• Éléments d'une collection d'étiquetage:
____
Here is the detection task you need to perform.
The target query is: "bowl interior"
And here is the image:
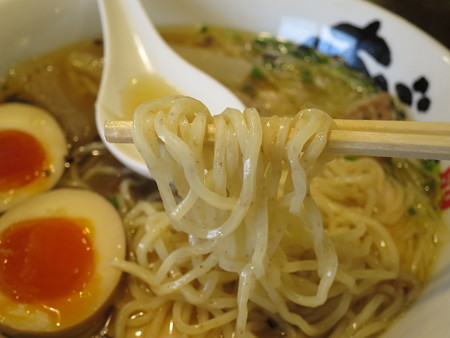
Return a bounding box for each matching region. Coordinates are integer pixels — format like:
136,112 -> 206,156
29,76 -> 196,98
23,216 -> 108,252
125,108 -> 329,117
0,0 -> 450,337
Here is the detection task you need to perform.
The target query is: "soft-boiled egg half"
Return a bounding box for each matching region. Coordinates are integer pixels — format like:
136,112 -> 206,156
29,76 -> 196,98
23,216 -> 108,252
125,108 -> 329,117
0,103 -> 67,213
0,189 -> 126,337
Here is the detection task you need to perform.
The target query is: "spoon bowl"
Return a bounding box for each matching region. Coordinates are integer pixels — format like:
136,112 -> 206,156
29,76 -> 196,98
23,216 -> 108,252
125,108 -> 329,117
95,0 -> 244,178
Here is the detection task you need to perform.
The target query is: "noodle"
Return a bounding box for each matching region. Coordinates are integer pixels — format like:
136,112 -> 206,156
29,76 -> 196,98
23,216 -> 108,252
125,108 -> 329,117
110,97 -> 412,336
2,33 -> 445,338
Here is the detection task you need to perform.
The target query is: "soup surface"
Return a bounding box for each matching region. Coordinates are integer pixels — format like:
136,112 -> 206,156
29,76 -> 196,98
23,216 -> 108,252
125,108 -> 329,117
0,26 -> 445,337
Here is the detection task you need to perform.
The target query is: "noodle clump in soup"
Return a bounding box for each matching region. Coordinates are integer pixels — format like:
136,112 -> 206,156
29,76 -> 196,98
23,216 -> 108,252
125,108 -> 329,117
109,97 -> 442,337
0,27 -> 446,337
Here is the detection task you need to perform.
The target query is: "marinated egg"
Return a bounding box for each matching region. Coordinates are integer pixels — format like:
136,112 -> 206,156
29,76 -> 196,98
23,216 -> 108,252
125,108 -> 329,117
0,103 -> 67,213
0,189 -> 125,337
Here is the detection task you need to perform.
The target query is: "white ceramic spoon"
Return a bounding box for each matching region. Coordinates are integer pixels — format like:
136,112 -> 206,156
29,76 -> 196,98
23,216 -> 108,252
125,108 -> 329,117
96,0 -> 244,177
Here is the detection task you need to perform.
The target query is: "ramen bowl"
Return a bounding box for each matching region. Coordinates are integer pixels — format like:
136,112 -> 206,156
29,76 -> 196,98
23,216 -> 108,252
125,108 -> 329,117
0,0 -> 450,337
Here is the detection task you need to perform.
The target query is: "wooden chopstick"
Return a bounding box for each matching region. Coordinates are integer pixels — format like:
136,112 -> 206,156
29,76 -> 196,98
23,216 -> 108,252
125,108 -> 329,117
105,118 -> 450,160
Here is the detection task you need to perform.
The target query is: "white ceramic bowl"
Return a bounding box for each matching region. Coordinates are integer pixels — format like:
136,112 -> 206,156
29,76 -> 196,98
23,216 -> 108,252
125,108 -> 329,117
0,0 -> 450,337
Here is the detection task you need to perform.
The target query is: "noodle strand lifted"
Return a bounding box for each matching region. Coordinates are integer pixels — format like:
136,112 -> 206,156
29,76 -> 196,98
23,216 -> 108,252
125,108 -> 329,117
____
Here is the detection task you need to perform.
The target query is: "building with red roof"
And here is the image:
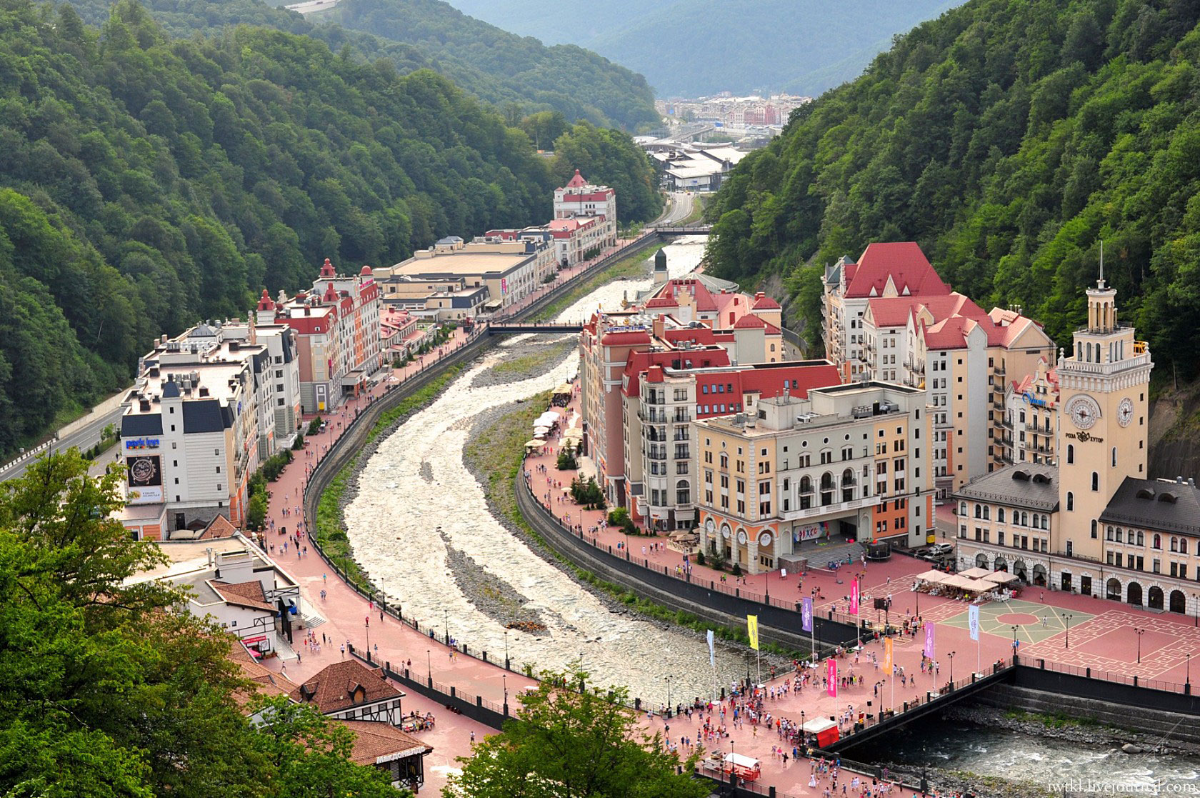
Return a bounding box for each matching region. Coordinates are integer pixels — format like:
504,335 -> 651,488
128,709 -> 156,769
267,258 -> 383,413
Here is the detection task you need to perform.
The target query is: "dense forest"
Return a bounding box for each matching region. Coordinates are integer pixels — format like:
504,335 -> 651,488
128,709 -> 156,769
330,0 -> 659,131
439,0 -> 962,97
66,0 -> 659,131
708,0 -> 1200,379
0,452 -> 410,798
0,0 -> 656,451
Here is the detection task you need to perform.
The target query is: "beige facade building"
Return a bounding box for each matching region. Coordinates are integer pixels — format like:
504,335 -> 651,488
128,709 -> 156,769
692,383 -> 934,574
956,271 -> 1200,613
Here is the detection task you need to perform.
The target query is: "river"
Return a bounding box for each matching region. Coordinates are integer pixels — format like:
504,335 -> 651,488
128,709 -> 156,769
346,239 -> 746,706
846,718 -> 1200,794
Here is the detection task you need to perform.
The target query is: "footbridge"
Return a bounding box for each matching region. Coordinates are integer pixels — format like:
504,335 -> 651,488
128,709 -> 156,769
____
• CONSIGNE:
Comptez les lignes des enregistrements ci-dessus qui contiennent la chaîne « ceramic », en tenant compte de la casse : combien y en a-t-il ? Donnez uniquement le nombre.

• RÉPONSE COMPLÈTE:
2